Tax season is rife with scammers using clever ways to scare you into handing over your money.
Hundreds of thousands of people have been targeted in the past few years. Consumer Reports tells you how to spot a scam so you don't become a victim.
Alex Gutierrez' nightmare started with a phone call allegedly from an IRS official. He was told his tax refund was a mistake and he had to return it that day or else.
"If I didn't send the money, they gonna cut me all my rights, I can't travel, I can't use my money in the bank," Gutierrez said.
Panicked, he wired $700 to a scam artist in Peru before he realized he'd been had.
"The U.S. Treasury Department says that this scam has been perpetrated in just about every state, and estimates that thousands of people have been defrauded of more than 26 million dollars," said Margot Gilman, Consumer Reports' chief money editor.
It can happen to anyone. This threatening message was left on the home phone of a Consumer Reports employee: "I'm calling regarding an enforcement action executed by the U.S. Treasury."

Required task 1: Update the stretch of the records running from the line containing "edge, one point per instance in this photo." through the end of the records, replacing "concrete" with "stone" and leaving all else unchanged. Return only those lines.

Stored data entries:
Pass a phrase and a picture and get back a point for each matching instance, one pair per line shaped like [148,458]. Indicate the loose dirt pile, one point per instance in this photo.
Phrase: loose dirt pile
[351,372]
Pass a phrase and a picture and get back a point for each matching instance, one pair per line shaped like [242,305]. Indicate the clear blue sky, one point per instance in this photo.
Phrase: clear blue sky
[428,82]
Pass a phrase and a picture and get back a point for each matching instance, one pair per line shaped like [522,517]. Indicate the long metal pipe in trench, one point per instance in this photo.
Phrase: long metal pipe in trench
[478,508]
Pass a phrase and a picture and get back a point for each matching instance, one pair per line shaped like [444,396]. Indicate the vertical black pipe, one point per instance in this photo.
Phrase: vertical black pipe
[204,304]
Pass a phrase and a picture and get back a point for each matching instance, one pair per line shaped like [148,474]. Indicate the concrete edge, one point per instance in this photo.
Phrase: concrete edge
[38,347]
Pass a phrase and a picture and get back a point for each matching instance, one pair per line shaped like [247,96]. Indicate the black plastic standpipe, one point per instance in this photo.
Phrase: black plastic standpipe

Required task 2: Continue the report on tax-season phone scams from the point at which it stops.

Expected answer 1:
Pass a phrase and a picture and get back a point for each matching instance, one pair per line shaped like [148,474]. Indicate the stone edge, one point per instance in this photo.
Phrase: stone edge
[38,347]
Pass a phrase and a picture and get back a point for each matching instance, one pair per line shaped like [247,96]. Indicate the black plastic standpipe, one point per instance in this photo.
Phrase: black plastic standpipe

Expected answer 2:
When she called back, she was told she could avoid arrest by immediately wiring more than $6,000 to clear her record. "You need to go to the bank first; you need to withdraw the money in cash."
When she balked, he threatened, saying: "We'll send the officers and you'll be arrested."
"It's critical to know the IRS never calls out of the blue. If you have a tax problem, you'll almost always first be contacted by mail," Gilman said.
Other things the IRS will never do:
- Demand immediate payment.
- Threaten imminent arrest or other enforcement action.
- Require a specific payment method like a prepaid debit card.
- Request confidential information on the phone.
Gutierrez says getting that call was very scary. But he knows now how to spot a scam.
If you suspect a call you get is a tax scam, report it to the Treasury Inspector General for Tax Administration at 1-800 366 4484 or file a complaint online at https://www.ftccomplaintassistant.gov.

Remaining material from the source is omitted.